### [Materials provided]

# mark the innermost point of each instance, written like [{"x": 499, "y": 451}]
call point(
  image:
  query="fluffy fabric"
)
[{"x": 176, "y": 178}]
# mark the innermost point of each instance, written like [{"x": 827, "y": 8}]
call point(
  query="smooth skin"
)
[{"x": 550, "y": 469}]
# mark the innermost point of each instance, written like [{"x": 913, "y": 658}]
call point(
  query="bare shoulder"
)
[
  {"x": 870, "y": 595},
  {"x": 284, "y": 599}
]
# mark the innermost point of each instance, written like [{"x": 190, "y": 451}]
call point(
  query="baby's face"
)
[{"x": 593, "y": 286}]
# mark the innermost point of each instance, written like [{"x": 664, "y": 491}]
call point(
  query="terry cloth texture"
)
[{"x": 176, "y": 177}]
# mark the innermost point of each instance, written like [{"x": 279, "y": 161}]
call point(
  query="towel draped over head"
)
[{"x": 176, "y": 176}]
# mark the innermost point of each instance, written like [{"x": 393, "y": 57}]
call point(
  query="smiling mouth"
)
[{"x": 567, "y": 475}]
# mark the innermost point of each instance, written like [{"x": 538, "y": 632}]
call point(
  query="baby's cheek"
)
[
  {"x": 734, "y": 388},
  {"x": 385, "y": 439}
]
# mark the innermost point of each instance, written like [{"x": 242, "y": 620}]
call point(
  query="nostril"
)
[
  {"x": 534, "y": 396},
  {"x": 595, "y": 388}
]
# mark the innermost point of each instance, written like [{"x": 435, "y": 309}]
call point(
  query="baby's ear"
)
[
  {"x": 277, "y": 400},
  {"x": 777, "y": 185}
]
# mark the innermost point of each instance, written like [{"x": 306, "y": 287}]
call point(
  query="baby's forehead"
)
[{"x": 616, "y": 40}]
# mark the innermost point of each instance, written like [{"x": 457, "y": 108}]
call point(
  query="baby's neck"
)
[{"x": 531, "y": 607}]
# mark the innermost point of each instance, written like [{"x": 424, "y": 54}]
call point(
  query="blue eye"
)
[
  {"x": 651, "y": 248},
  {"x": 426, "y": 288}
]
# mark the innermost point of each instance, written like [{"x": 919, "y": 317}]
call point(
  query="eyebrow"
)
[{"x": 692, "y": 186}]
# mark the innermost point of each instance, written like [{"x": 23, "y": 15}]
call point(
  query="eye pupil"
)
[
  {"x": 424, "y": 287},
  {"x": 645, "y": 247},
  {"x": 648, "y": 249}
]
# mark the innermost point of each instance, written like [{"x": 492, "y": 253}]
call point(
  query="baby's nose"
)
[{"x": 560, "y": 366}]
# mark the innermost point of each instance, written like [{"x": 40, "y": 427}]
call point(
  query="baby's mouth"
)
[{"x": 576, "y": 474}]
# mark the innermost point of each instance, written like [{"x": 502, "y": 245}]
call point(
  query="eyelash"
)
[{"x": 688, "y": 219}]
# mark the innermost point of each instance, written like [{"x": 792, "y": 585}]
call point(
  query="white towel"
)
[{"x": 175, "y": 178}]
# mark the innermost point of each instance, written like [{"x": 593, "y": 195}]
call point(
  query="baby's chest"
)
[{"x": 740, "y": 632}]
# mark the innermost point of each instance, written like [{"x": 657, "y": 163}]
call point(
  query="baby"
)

### [Short problem]
Quote the entire listing above exactly.

### [Response for this exercise]
# mark the innermost point of each instance, written like [{"x": 499, "y": 451}]
call point(
  image:
  query="fluffy fabric"
)
[{"x": 176, "y": 178}]
# mark the innermost point of each instance, written like [{"x": 827, "y": 8}]
call point(
  query="smooth skin"
)
[{"x": 550, "y": 469}]
# mark the innermost point of each instance, written like [{"x": 913, "y": 658}]
call point(
  query="bare shoulder"
)
[
  {"x": 870, "y": 595},
  {"x": 284, "y": 599}
]
# mark the innermost point of each instance, written like [{"x": 190, "y": 451}]
call point(
  query="baby's face"
)
[{"x": 593, "y": 286}]
# mark the innermost point of each instance, written like [{"x": 664, "y": 491}]
call point(
  query="terry cloth texture"
)
[{"x": 176, "y": 177}]
# mark the innermost point of each instance, written like [{"x": 279, "y": 161}]
call point(
  query="towel draped over head"
)
[{"x": 176, "y": 176}]
# mark the innermost point of each instance, written like [{"x": 393, "y": 57}]
call point(
  query="smiling mouth"
)
[{"x": 567, "y": 475}]
# mark the innermost point of each instance, written like [{"x": 538, "y": 632}]
call point(
  query="baby's cheek"
)
[
  {"x": 734, "y": 388},
  {"x": 385, "y": 439}
]
# mark the innermost point of each instance, written like [{"x": 242, "y": 620}]
call point(
  query="nostril"
)
[
  {"x": 534, "y": 396},
  {"x": 595, "y": 388}
]
# mark the innermost point of each instance, written like [{"x": 435, "y": 309}]
call point(
  query="baby's ear"
)
[
  {"x": 277, "y": 400},
  {"x": 777, "y": 185}
]
# mark the innermost point of each instance, written like [{"x": 306, "y": 287}]
call point(
  query="baby's forehead"
)
[{"x": 616, "y": 40}]
# mark the innermost point of each instance, written like [{"x": 457, "y": 108}]
call point(
  query="baby's neck"
)
[{"x": 531, "y": 607}]
# mark the innermost point of each instance, written like [{"x": 424, "y": 54}]
call point(
  query="blue eye"
)
[
  {"x": 651, "y": 248},
  {"x": 426, "y": 288}
]
# mark the innermost point of each instance, written like [{"x": 919, "y": 317}]
call point(
  query="eyebrow"
)
[{"x": 692, "y": 186}]
# mark the innermost point of each instance, written like [{"x": 23, "y": 15}]
call point(
  query="eye pupil"
)
[
  {"x": 424, "y": 287},
  {"x": 645, "y": 247},
  {"x": 648, "y": 249}
]
# mark the innermost point of each instance, written like [{"x": 492, "y": 253}]
call point(
  query="baby's nose"
)
[{"x": 560, "y": 366}]
# mark the innermost point of each instance, written like [{"x": 40, "y": 427}]
call point(
  query="baby's mouth"
)
[{"x": 576, "y": 474}]
# mark the innermost point of each instance, written like [{"x": 502, "y": 245}]
call point(
  query="eyelash"
)
[{"x": 688, "y": 219}]
# mark the innermost point of each instance, written like [{"x": 792, "y": 585}]
call point(
  query="white towel"
)
[{"x": 175, "y": 178}]
# mark the innermost point of each instance, written like [{"x": 593, "y": 195}]
call point(
  query="baby's chest"
)
[{"x": 740, "y": 632}]
# mark the innermost point of each instance, written like [{"x": 657, "y": 163}]
call point(
  query="baby"
)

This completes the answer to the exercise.